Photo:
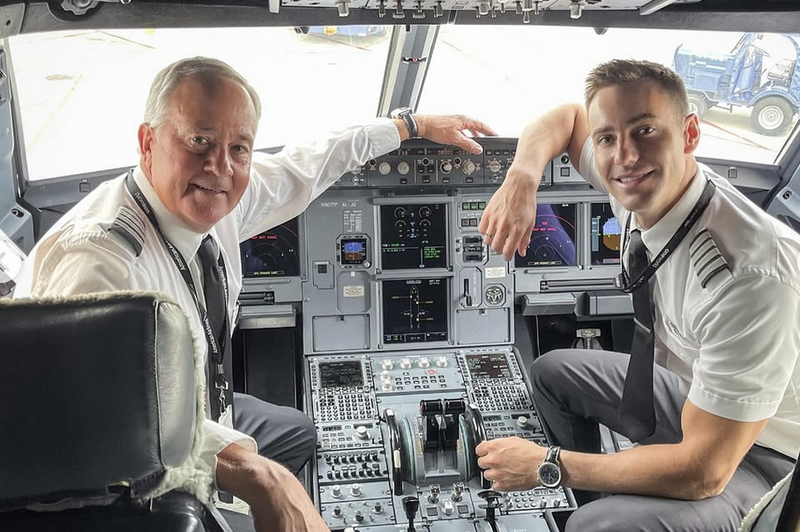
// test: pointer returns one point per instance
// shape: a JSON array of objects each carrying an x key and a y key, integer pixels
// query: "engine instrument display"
[
  {"x": 553, "y": 238},
  {"x": 341, "y": 374},
  {"x": 606, "y": 235},
  {"x": 488, "y": 366},
  {"x": 413, "y": 236},
  {"x": 273, "y": 253},
  {"x": 415, "y": 310}
]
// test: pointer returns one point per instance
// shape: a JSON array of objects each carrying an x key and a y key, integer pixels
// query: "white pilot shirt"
[
  {"x": 79, "y": 255},
  {"x": 734, "y": 343}
]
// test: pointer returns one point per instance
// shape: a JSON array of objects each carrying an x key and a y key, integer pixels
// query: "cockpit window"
[
  {"x": 747, "y": 99},
  {"x": 82, "y": 93}
]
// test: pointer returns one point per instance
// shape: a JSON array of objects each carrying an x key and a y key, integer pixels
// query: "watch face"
[{"x": 549, "y": 475}]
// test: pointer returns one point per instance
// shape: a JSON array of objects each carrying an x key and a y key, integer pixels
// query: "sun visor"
[{"x": 11, "y": 261}]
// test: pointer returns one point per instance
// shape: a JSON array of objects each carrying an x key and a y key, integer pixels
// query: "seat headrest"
[{"x": 97, "y": 391}]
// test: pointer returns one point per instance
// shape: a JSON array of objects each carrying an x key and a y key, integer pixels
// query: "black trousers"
[{"x": 575, "y": 389}]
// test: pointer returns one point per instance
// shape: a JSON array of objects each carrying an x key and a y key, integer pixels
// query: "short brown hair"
[{"x": 622, "y": 71}]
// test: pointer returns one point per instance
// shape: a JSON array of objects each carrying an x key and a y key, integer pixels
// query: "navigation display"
[
  {"x": 415, "y": 310},
  {"x": 606, "y": 235},
  {"x": 354, "y": 250},
  {"x": 273, "y": 253},
  {"x": 488, "y": 366},
  {"x": 341, "y": 374},
  {"x": 413, "y": 236},
  {"x": 553, "y": 238}
]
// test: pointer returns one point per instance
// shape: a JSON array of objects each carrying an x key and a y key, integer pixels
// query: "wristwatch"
[
  {"x": 549, "y": 472},
  {"x": 404, "y": 113}
]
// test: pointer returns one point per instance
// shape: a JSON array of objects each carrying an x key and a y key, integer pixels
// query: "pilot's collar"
[
  {"x": 658, "y": 236},
  {"x": 176, "y": 231}
]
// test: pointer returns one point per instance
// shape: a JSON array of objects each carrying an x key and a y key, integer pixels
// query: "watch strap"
[
  {"x": 405, "y": 115},
  {"x": 553, "y": 452}
]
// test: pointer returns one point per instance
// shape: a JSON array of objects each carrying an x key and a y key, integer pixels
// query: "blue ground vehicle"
[{"x": 748, "y": 76}]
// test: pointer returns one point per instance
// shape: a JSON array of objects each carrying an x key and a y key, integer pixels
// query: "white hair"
[{"x": 203, "y": 68}]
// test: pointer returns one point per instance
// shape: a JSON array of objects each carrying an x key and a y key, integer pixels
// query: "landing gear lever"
[{"x": 411, "y": 505}]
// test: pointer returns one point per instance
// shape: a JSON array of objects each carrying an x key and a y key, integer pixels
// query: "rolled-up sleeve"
[
  {"x": 283, "y": 184},
  {"x": 217, "y": 437}
]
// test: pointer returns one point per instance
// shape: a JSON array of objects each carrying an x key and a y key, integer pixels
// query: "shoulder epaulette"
[
  {"x": 706, "y": 258},
  {"x": 130, "y": 226}
]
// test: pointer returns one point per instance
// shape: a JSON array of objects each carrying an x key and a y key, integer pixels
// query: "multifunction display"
[
  {"x": 273, "y": 253},
  {"x": 606, "y": 235},
  {"x": 488, "y": 366},
  {"x": 340, "y": 374},
  {"x": 553, "y": 238},
  {"x": 413, "y": 236},
  {"x": 415, "y": 310}
]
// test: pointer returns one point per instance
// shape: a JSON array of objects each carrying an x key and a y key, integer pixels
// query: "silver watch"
[{"x": 405, "y": 114}]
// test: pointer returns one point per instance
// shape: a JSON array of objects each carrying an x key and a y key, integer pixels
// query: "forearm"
[
  {"x": 275, "y": 496},
  {"x": 656, "y": 470},
  {"x": 544, "y": 139}
]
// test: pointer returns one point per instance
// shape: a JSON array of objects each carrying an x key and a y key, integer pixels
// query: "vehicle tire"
[
  {"x": 771, "y": 116},
  {"x": 698, "y": 105}
]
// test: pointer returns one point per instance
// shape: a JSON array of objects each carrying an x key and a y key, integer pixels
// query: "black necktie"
[
  {"x": 217, "y": 309},
  {"x": 636, "y": 410}
]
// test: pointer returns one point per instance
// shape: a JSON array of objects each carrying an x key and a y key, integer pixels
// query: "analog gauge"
[{"x": 468, "y": 167}]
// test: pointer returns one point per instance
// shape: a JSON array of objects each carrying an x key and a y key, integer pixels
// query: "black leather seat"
[{"x": 97, "y": 401}]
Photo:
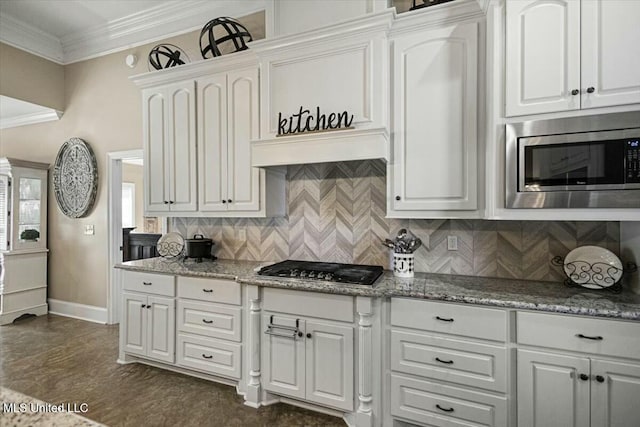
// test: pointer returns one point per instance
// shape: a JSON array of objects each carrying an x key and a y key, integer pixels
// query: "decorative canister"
[{"x": 402, "y": 265}]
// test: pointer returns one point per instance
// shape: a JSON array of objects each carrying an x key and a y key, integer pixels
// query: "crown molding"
[
  {"x": 157, "y": 23},
  {"x": 30, "y": 119},
  {"x": 30, "y": 39},
  {"x": 151, "y": 25}
]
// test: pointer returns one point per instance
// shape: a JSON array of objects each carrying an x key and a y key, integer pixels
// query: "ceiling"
[{"x": 67, "y": 31}]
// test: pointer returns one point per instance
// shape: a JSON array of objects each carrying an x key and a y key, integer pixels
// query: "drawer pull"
[
  {"x": 444, "y": 409},
  {"x": 275, "y": 333},
  {"x": 586, "y": 337}
]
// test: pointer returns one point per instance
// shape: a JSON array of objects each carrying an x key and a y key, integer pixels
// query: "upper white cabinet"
[
  {"x": 435, "y": 124},
  {"x": 169, "y": 129},
  {"x": 566, "y": 55},
  {"x": 228, "y": 111},
  {"x": 198, "y": 122}
]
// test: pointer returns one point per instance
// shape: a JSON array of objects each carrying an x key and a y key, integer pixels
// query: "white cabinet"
[
  {"x": 449, "y": 364},
  {"x": 577, "y": 384},
  {"x": 435, "y": 124},
  {"x": 23, "y": 239},
  {"x": 556, "y": 389},
  {"x": 147, "y": 328},
  {"x": 169, "y": 136},
  {"x": 571, "y": 54},
  {"x": 309, "y": 360},
  {"x": 209, "y": 337},
  {"x": 228, "y": 108}
]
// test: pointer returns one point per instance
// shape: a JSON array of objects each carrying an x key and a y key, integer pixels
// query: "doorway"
[{"x": 115, "y": 165}]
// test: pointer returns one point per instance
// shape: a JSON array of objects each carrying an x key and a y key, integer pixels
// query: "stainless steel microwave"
[{"x": 576, "y": 162}]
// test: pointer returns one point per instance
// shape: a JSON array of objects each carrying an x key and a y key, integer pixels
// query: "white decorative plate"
[
  {"x": 593, "y": 267},
  {"x": 170, "y": 245}
]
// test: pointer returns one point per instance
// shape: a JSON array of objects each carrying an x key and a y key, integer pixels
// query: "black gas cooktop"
[{"x": 331, "y": 271}]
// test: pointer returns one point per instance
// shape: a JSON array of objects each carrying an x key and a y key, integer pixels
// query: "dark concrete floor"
[{"x": 62, "y": 360}]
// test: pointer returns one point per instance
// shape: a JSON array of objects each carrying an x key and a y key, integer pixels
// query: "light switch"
[{"x": 452, "y": 243}]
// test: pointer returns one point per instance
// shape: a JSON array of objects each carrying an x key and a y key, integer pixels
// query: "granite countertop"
[{"x": 507, "y": 293}]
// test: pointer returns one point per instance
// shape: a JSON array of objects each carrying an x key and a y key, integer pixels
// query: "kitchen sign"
[{"x": 304, "y": 122}]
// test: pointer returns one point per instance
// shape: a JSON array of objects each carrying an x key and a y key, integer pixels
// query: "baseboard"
[{"x": 89, "y": 313}]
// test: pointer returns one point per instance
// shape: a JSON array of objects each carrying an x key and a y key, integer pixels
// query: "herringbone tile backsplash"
[{"x": 337, "y": 213}]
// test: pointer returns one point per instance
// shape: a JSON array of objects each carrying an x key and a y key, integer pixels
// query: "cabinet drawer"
[
  {"x": 158, "y": 284},
  {"x": 588, "y": 335},
  {"x": 475, "y": 322},
  {"x": 450, "y": 359},
  {"x": 440, "y": 405},
  {"x": 309, "y": 304},
  {"x": 212, "y": 320},
  {"x": 212, "y": 290},
  {"x": 209, "y": 355}
]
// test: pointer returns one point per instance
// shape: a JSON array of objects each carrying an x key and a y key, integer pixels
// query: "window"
[{"x": 128, "y": 204}]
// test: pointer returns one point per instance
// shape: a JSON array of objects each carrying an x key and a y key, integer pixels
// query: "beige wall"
[
  {"x": 133, "y": 174},
  {"x": 104, "y": 108},
  {"x": 31, "y": 78}
]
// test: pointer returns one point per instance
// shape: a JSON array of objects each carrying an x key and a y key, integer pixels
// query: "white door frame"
[{"x": 114, "y": 229}]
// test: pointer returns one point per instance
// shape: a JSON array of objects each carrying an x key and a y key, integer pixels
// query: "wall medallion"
[{"x": 75, "y": 178}]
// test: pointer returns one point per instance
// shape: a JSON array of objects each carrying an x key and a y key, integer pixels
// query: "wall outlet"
[{"x": 452, "y": 243}]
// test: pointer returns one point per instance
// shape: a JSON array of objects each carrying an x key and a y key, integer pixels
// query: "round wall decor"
[{"x": 75, "y": 178}]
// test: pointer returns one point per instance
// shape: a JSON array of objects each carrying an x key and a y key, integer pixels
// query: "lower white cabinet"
[
  {"x": 309, "y": 360},
  {"x": 149, "y": 326},
  {"x": 449, "y": 364},
  {"x": 209, "y": 323},
  {"x": 578, "y": 383}
]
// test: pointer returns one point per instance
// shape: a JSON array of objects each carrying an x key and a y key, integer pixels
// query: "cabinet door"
[
  {"x": 156, "y": 162},
  {"x": 243, "y": 126},
  {"x": 551, "y": 391},
  {"x": 329, "y": 364},
  {"x": 161, "y": 328},
  {"x": 435, "y": 128},
  {"x": 283, "y": 357},
  {"x": 542, "y": 56},
  {"x": 610, "y": 53},
  {"x": 212, "y": 143},
  {"x": 615, "y": 402},
  {"x": 182, "y": 146},
  {"x": 135, "y": 323}
]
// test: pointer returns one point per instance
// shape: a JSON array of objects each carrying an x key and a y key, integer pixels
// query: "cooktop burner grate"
[{"x": 330, "y": 271}]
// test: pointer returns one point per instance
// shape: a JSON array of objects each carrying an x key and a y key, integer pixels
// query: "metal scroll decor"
[
  {"x": 75, "y": 178},
  {"x": 597, "y": 275}
]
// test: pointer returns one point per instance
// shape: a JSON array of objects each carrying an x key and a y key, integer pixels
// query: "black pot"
[{"x": 199, "y": 247}]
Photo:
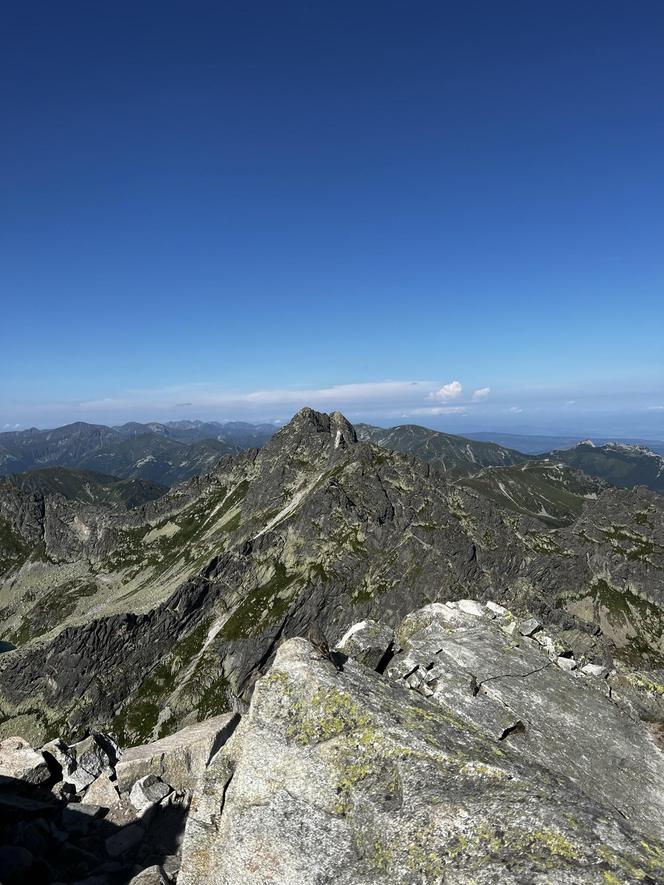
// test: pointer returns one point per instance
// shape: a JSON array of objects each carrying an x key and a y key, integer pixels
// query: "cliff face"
[{"x": 153, "y": 617}]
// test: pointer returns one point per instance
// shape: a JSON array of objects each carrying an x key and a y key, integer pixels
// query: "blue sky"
[{"x": 226, "y": 210}]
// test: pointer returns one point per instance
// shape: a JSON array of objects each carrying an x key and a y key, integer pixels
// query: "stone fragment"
[
  {"x": 471, "y": 607},
  {"x": 102, "y": 792},
  {"x": 529, "y": 627},
  {"x": 511, "y": 628},
  {"x": 498, "y": 610},
  {"x": 154, "y": 875},
  {"x": 20, "y": 761},
  {"x": 62, "y": 755},
  {"x": 351, "y": 778},
  {"x": 180, "y": 758},
  {"x": 367, "y": 642},
  {"x": 125, "y": 840},
  {"x": 93, "y": 755},
  {"x": 594, "y": 670},
  {"x": 148, "y": 791}
]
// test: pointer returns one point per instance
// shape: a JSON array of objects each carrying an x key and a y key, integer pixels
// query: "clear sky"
[{"x": 450, "y": 213}]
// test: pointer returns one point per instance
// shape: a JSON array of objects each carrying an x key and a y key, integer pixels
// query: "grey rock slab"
[
  {"x": 153, "y": 875},
  {"x": 180, "y": 758},
  {"x": 568, "y": 727},
  {"x": 94, "y": 755},
  {"x": 497, "y": 609},
  {"x": 148, "y": 790},
  {"x": 354, "y": 779},
  {"x": 101, "y": 791},
  {"x": 471, "y": 607},
  {"x": 61, "y": 753},
  {"x": 529, "y": 627},
  {"x": 20, "y": 761},
  {"x": 595, "y": 670}
]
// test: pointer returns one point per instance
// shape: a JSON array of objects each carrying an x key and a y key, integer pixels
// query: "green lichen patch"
[{"x": 327, "y": 714}]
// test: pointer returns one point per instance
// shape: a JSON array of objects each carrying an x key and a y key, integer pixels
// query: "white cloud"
[
  {"x": 437, "y": 410},
  {"x": 371, "y": 399},
  {"x": 453, "y": 390}
]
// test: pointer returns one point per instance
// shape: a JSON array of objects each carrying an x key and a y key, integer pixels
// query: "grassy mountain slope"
[
  {"x": 170, "y": 611},
  {"x": 620, "y": 465},
  {"x": 85, "y": 486},
  {"x": 456, "y": 455}
]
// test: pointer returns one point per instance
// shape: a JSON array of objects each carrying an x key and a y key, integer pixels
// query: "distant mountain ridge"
[
  {"x": 139, "y": 621},
  {"x": 456, "y": 455},
  {"x": 86, "y": 486},
  {"x": 621, "y": 465},
  {"x": 162, "y": 453},
  {"x": 540, "y": 444}
]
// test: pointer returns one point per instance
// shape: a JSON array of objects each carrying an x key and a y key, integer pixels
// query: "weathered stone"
[
  {"x": 353, "y": 779},
  {"x": 148, "y": 791},
  {"x": 101, "y": 791},
  {"x": 498, "y": 610},
  {"x": 125, "y": 840},
  {"x": 20, "y": 761},
  {"x": 179, "y": 759},
  {"x": 62, "y": 756},
  {"x": 529, "y": 627},
  {"x": 367, "y": 642},
  {"x": 613, "y": 759},
  {"x": 93, "y": 755},
  {"x": 594, "y": 670},
  {"x": 154, "y": 875},
  {"x": 471, "y": 607}
]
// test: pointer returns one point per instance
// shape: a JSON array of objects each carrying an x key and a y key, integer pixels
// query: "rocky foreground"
[{"x": 466, "y": 746}]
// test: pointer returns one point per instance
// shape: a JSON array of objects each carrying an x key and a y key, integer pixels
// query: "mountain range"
[
  {"x": 163, "y": 453},
  {"x": 141, "y": 620}
]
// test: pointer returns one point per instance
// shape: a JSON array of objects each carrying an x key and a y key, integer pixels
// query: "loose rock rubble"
[
  {"x": 467, "y": 745},
  {"x": 68, "y": 816}
]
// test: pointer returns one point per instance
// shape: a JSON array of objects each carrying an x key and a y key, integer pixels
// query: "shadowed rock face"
[
  {"x": 356, "y": 779},
  {"x": 193, "y": 592}
]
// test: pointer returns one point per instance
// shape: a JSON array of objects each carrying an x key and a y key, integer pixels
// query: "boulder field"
[{"x": 465, "y": 746}]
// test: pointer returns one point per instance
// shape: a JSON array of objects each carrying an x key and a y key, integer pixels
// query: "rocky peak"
[{"x": 310, "y": 423}]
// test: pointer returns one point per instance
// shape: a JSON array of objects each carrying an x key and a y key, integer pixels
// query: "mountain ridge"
[{"x": 193, "y": 592}]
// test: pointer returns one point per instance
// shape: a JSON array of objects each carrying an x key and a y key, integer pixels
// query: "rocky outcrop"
[
  {"x": 471, "y": 753},
  {"x": 19, "y": 760},
  {"x": 180, "y": 758},
  {"x": 317, "y": 526},
  {"x": 83, "y": 813},
  {"x": 359, "y": 778}
]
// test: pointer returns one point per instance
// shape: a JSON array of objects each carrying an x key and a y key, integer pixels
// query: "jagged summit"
[{"x": 308, "y": 420}]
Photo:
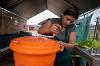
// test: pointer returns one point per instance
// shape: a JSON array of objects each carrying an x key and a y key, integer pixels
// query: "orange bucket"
[{"x": 34, "y": 51}]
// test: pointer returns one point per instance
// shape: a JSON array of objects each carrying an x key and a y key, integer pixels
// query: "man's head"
[{"x": 69, "y": 16}]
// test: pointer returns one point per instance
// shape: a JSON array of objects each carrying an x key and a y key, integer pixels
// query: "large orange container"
[{"x": 34, "y": 51}]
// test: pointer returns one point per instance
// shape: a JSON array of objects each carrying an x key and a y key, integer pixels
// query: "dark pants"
[{"x": 63, "y": 58}]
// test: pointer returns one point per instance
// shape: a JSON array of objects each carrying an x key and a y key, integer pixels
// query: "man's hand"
[{"x": 55, "y": 28}]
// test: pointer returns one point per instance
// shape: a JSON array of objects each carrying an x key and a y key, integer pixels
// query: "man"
[{"x": 65, "y": 33}]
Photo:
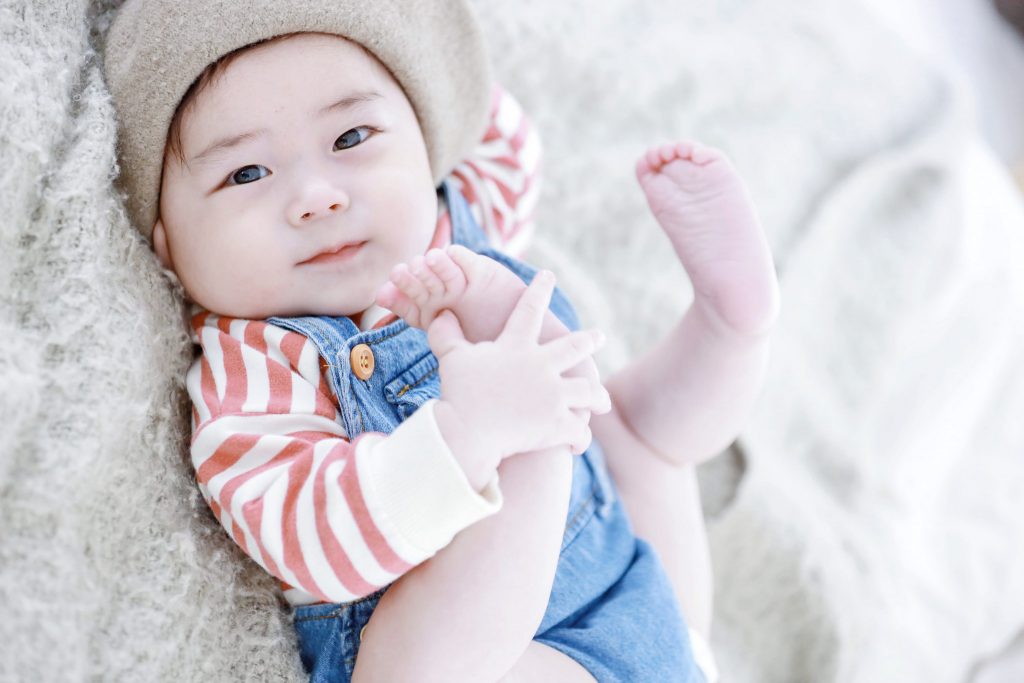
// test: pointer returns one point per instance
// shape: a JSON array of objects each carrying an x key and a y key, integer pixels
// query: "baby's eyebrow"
[
  {"x": 229, "y": 141},
  {"x": 225, "y": 143},
  {"x": 349, "y": 101}
]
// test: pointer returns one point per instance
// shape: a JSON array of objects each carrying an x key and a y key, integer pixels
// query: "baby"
[{"x": 397, "y": 481}]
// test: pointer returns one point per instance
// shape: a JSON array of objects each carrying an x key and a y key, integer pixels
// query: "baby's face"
[{"x": 306, "y": 180}]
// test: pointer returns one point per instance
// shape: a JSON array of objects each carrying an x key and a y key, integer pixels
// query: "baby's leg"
[
  {"x": 685, "y": 399},
  {"x": 688, "y": 396}
]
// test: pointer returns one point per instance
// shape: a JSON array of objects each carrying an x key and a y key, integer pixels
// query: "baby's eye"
[
  {"x": 352, "y": 137},
  {"x": 248, "y": 174}
]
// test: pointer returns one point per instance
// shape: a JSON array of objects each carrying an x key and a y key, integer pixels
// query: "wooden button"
[{"x": 363, "y": 361}]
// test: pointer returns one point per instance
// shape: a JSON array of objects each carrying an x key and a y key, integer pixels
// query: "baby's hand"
[{"x": 514, "y": 392}]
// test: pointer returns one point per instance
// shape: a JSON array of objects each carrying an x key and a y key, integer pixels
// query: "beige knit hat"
[{"x": 156, "y": 48}]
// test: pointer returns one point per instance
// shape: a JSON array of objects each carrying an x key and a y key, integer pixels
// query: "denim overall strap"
[{"x": 465, "y": 229}]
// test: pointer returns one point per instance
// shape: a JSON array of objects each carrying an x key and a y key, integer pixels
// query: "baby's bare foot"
[
  {"x": 700, "y": 202},
  {"x": 478, "y": 290}
]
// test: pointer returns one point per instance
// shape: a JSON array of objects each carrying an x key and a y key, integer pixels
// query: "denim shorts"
[{"x": 611, "y": 608}]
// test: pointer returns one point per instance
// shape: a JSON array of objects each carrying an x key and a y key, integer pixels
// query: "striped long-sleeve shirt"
[{"x": 336, "y": 518}]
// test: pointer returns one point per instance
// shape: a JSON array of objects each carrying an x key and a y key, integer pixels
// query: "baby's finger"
[
  {"x": 527, "y": 316},
  {"x": 445, "y": 268},
  {"x": 583, "y": 440},
  {"x": 567, "y": 350},
  {"x": 408, "y": 284},
  {"x": 428, "y": 278},
  {"x": 578, "y": 393}
]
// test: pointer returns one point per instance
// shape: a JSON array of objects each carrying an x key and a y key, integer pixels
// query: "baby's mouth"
[{"x": 338, "y": 254}]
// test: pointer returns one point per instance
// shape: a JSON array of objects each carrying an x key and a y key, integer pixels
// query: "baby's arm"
[
  {"x": 469, "y": 612},
  {"x": 502, "y": 587}
]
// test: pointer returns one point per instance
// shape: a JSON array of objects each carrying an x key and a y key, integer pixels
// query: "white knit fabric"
[{"x": 876, "y": 530}]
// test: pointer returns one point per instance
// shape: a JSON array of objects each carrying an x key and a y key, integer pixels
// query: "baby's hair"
[{"x": 210, "y": 74}]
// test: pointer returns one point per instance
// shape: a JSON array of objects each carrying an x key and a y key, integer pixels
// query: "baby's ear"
[{"x": 160, "y": 245}]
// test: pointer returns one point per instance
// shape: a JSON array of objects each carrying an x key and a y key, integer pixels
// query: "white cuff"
[
  {"x": 415, "y": 487},
  {"x": 704, "y": 656}
]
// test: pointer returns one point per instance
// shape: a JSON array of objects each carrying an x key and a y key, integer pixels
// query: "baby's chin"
[{"x": 260, "y": 306}]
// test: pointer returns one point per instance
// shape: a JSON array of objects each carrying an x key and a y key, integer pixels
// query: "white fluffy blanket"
[{"x": 866, "y": 526}]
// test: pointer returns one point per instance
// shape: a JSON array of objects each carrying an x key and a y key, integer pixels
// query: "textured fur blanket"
[{"x": 865, "y": 527}]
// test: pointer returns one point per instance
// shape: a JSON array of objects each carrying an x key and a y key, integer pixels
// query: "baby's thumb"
[{"x": 444, "y": 334}]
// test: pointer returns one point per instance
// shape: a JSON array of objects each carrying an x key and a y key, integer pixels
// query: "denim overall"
[{"x": 611, "y": 606}]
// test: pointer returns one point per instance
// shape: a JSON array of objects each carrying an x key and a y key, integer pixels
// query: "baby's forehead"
[{"x": 303, "y": 77}]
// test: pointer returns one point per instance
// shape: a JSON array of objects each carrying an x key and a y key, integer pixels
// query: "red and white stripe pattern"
[
  {"x": 271, "y": 457},
  {"x": 501, "y": 180},
  {"x": 273, "y": 462}
]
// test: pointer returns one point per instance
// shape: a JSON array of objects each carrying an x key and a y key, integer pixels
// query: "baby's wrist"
[{"x": 477, "y": 459}]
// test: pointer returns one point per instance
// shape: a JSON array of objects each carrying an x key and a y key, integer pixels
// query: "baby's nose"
[{"x": 316, "y": 203}]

......

State how many lines of the records contain the word "dark", giving only the number.

2